*Work to complete:* Gather every line in the items below that contains the word "ridge", and copy each one.
— Begin —
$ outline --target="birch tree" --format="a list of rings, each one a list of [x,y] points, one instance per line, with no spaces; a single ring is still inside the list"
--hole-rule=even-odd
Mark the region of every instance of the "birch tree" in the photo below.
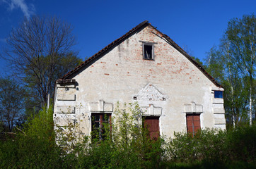
[[[29,87],[33,102],[42,107],[55,80],[75,68],[81,59],[73,50],[72,27],[56,17],[35,15],[13,29],[6,40],[4,58],[13,75]]]
[[[250,125],[252,122],[252,98],[255,89],[256,51],[256,18],[254,14],[235,18],[228,23],[226,32],[231,42],[231,54],[239,65],[240,73],[249,79],[249,117]]]

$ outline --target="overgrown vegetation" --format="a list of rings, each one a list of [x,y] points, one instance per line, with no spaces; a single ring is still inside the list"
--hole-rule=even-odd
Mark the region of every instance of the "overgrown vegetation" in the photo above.
[[[2,139],[1,168],[255,168],[256,126],[203,130],[194,137],[150,139],[136,104],[117,108],[105,139],[86,137],[66,151],[55,143],[52,109],[31,117],[24,132]],[[111,130],[110,130],[111,129]]]

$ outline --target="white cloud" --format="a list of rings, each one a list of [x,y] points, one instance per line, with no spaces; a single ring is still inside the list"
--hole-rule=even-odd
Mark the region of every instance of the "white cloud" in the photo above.
[[[2,2],[7,4],[11,11],[20,8],[27,18],[29,18],[35,11],[34,6],[27,4],[25,0],[2,0]]]

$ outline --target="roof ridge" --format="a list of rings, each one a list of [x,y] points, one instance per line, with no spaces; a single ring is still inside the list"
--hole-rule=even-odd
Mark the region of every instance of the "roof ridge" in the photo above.
[[[86,65],[91,61],[93,61],[94,58],[98,57],[99,56],[102,55],[105,52],[107,51],[110,49],[112,48],[115,45],[121,43],[123,40],[126,39],[129,36],[130,36],[132,34],[133,34],[134,32],[137,31],[139,29],[142,27],[144,25],[150,25],[153,29],[155,29],[156,31],[158,31],[160,34],[162,35],[162,37],[164,37],[167,42],[168,42],[172,46],[173,46],[175,49],[176,49],[178,51],[180,51],[182,54],[183,54],[187,59],[189,59],[202,73],[204,73],[204,75],[206,75],[215,85],[223,87],[221,84],[219,84],[214,78],[211,76],[204,68],[203,67],[198,63],[196,61],[194,60],[185,51],[184,51],[179,45],[178,45],[172,39],[170,39],[168,35],[162,33],[161,31],[156,29],[156,27],[153,27],[151,24],[149,23],[147,20],[143,21],[142,23],[137,25],[136,27],[133,27],[132,30],[130,30],[129,32],[127,32],[126,34],[120,37],[120,38],[115,39],[108,45],[107,45],[105,47],[104,47],[103,49],[99,51],[98,53],[93,55],[91,57],[86,59],[84,62],[83,62],[79,65],[76,66],[74,69],[67,73],[66,75],[64,75],[61,80],[64,80],[69,77],[71,75],[74,73],[75,72],[78,71],[80,68],[81,68],[83,65]]]
[[[74,69],[73,69],[72,70],[68,72],[61,79],[66,79],[69,75],[70,75],[73,74],[74,73],[76,72],[78,69],[80,69],[84,65],[86,65],[86,63],[88,63],[88,62],[92,61],[94,58],[95,58],[98,56],[102,54],[103,53],[104,53],[105,51],[108,50],[110,48],[111,48],[113,46],[116,45],[117,43],[120,42],[123,39],[126,38],[129,35],[131,35],[133,32],[136,31],[136,30],[138,30],[139,28],[140,28],[141,27],[142,27],[143,25],[144,25],[146,23],[149,24],[149,25],[150,24],[150,23],[149,23],[149,20],[146,20],[143,21],[142,23],[141,23],[140,24],[137,25],[136,27],[134,27],[132,30],[130,30],[128,32],[127,32],[126,34],[124,34],[124,35],[122,35],[120,38],[115,39],[115,41],[113,41],[112,42],[111,42],[110,44],[107,45],[105,47],[104,47],[103,49],[100,50],[98,52],[97,52],[96,54],[95,54],[94,55],[93,55],[92,56],[91,56],[90,58],[86,59],[84,62],[81,63],[79,65],[76,66]]]

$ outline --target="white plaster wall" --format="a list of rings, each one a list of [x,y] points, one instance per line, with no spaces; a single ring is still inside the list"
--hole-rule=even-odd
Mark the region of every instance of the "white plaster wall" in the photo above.
[[[216,89],[216,85],[185,56],[158,36],[161,35],[148,26],[76,75],[72,77],[78,82],[75,92],[72,90],[75,101],[55,98],[54,110],[57,106],[76,107],[74,114],[80,119],[83,134],[88,134],[91,102],[103,100],[112,104],[114,109],[117,101],[138,101],[141,107],[153,104],[162,108],[159,122],[161,134],[173,137],[174,131],[186,131],[184,105],[193,101],[203,107],[200,115],[201,127],[214,127],[214,109],[223,109],[223,99],[222,104],[213,104],[212,89]],[[156,43],[154,44],[154,61],[143,59],[140,41]],[[147,84],[153,85],[165,99],[134,101],[134,96]],[[56,97],[59,98],[57,90]],[[62,92],[64,92],[63,91]],[[59,115],[56,111],[54,112],[54,117]],[[78,118],[81,114],[83,117]]]

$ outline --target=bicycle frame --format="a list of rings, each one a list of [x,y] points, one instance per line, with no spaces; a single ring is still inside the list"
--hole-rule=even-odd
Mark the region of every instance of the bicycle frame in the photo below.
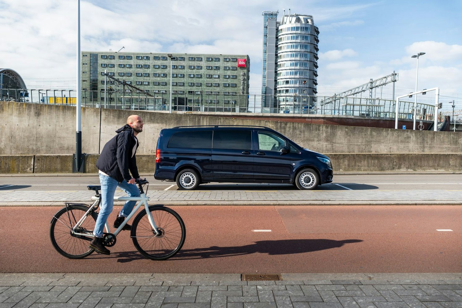
[[[90,207],[88,211],[85,213],[83,216],[82,217],[76,225],[72,229],[72,233],[73,234],[75,235],[83,236],[87,236],[87,237],[94,237],[95,236],[93,234],[88,234],[85,233],[80,233],[78,232],[76,232],[75,229],[81,225],[81,224],[85,221],[88,216],[87,215],[88,213],[95,207],[95,206],[99,204],[98,201],[99,201],[99,199],[100,197],[96,197],[96,196],[92,196],[91,197],[91,200],[95,200],[95,202]],[[146,211],[146,214],[147,215],[148,220],[149,221],[149,223],[151,223],[151,226],[156,232],[156,235],[157,236],[159,235],[159,231],[157,229],[157,226],[156,225],[156,223],[154,221],[154,219],[152,218],[152,216],[151,214],[151,211],[149,211],[149,206],[147,204],[147,201],[149,200],[149,197],[146,196],[146,193],[142,193],[140,197],[114,197],[114,201],[139,201],[137,203],[136,205],[133,208],[133,210],[132,210],[132,212],[130,214],[125,218],[125,219],[122,222],[121,225],[119,226],[119,228],[114,231],[113,234],[114,236],[116,236],[117,234],[119,234],[122,229],[123,228],[125,224],[127,224],[127,222],[128,222],[131,218],[133,217],[133,215],[135,214],[138,209],[141,207],[141,206],[144,205],[145,210]],[[108,233],[110,233],[110,230],[109,229],[109,225],[108,222],[106,221],[106,223],[104,225],[104,228],[106,229],[106,231]]]

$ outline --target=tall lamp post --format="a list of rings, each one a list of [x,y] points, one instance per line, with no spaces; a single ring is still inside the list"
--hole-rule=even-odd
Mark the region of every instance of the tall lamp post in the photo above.
[[[415,71],[415,91],[417,91],[417,76],[419,75],[419,57],[421,55],[423,55],[425,54],[424,52],[419,52],[417,54],[414,54],[412,56],[411,58],[417,58],[417,68]],[[414,99],[414,125],[413,128],[414,130],[415,130],[415,118],[417,115],[417,96],[415,96],[415,98]]]
[[[456,133],[456,118],[454,118],[454,107],[456,107],[456,104],[454,103],[454,100],[452,100],[452,121],[454,122],[454,133]]]
[[[170,107],[169,107],[170,113],[172,113],[172,60],[173,57],[171,54],[169,54],[167,55],[170,58]]]

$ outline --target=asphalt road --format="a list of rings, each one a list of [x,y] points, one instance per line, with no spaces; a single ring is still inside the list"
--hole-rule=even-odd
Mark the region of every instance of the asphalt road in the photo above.
[[[146,176],[149,189],[175,190],[173,182],[155,180]],[[86,190],[87,185],[99,185],[97,175],[91,176],[0,176],[0,190],[34,191]],[[462,190],[462,174],[401,174],[335,175],[334,181],[318,187],[320,190],[382,189],[442,189]],[[201,190],[297,190],[291,185],[274,184],[226,184],[211,183],[199,187]]]
[[[0,272],[462,272],[460,206],[173,208],[186,241],[173,258],[156,261],[136,250],[126,231],[109,256],[67,259],[49,236],[56,207],[1,207]]]

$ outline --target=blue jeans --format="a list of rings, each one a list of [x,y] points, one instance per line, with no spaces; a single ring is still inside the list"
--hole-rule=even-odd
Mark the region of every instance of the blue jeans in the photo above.
[[[101,203],[99,205],[99,214],[96,219],[93,234],[97,237],[101,237],[103,236],[103,229],[108,220],[108,217],[112,211],[114,204],[114,193],[117,187],[122,188],[129,197],[140,197],[140,190],[136,185],[128,184],[125,180],[119,183],[110,176],[107,176],[101,173],[99,174],[99,182],[101,184]],[[126,202],[121,211],[121,215],[124,217],[128,216],[136,204],[136,201]]]

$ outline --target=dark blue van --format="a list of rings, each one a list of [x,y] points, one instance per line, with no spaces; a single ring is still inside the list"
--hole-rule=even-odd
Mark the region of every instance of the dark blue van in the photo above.
[[[314,189],[332,181],[329,157],[261,126],[179,126],[160,131],[156,180],[191,190],[210,182],[279,183]]]

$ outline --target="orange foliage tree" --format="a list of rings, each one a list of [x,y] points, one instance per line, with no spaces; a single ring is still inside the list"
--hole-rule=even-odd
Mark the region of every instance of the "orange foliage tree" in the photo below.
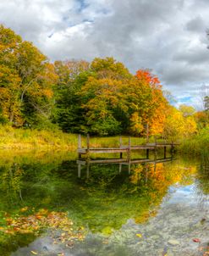
[[[162,94],[160,81],[149,70],[138,70],[136,77],[142,86],[150,89],[150,95],[147,99],[149,109],[143,112],[142,119],[149,125],[150,135],[162,134],[168,103]]]

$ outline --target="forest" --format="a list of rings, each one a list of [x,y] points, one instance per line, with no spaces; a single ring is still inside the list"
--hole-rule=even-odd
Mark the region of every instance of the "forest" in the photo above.
[[[205,109],[173,107],[149,69],[131,74],[112,57],[52,63],[33,43],[0,26],[0,124],[93,136],[177,139],[208,132]],[[148,129],[147,129],[148,128]]]

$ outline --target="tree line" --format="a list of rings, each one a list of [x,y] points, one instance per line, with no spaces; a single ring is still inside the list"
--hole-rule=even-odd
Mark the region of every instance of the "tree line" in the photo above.
[[[208,95],[205,102],[208,110]],[[206,125],[208,112],[187,110],[171,106],[149,70],[132,75],[113,58],[51,63],[31,42],[0,26],[1,124],[99,136],[139,136],[149,127],[150,135],[186,136]]]

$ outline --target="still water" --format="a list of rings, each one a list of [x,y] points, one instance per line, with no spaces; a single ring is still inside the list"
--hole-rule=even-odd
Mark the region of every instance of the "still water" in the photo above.
[[[209,255],[206,157],[79,166],[3,151],[0,179],[0,255]]]

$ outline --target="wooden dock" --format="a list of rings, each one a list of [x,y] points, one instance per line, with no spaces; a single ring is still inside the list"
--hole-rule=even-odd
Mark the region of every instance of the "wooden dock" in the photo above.
[[[171,153],[173,153],[174,151],[174,147],[178,143],[146,143],[145,145],[133,145],[131,146],[131,140],[129,137],[129,145],[123,145],[122,144],[122,138],[119,137],[119,143],[118,147],[90,147],[90,136],[87,135],[86,136],[86,147],[81,147],[81,136],[79,135],[79,142],[78,142],[78,155],[79,159],[81,159],[82,155],[85,155],[86,158],[90,158],[91,153],[119,153],[120,159],[123,159],[123,153],[126,153],[127,154],[127,161],[129,161],[131,159],[131,152],[134,150],[143,151],[146,150],[146,159],[149,159],[149,152],[152,150],[155,153],[155,159],[157,159],[157,148],[161,147],[163,148],[164,152],[164,159],[167,157],[167,148],[169,147]]]
[[[78,164],[78,177],[80,178],[81,176],[81,166],[85,166],[86,168],[86,177],[89,178],[90,176],[90,170],[91,164],[118,164],[118,173],[122,171],[122,166],[126,165],[128,166],[129,174],[130,174],[131,164],[154,164],[154,171],[156,170],[156,166],[159,163],[165,163],[165,162],[171,162],[173,161],[173,158],[167,158],[167,159],[158,159],[156,160],[151,160],[147,159],[134,159],[127,162],[126,159],[80,159],[77,160]]]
— End —
*Task response:*
$ outline --target="roof ridge" --format="a list of rings, each one a list of [x,y] points, one instance per line, with no spaces; a single ring is still inside the list"
Mark the region of every instance of the "roof ridge" in the photo above.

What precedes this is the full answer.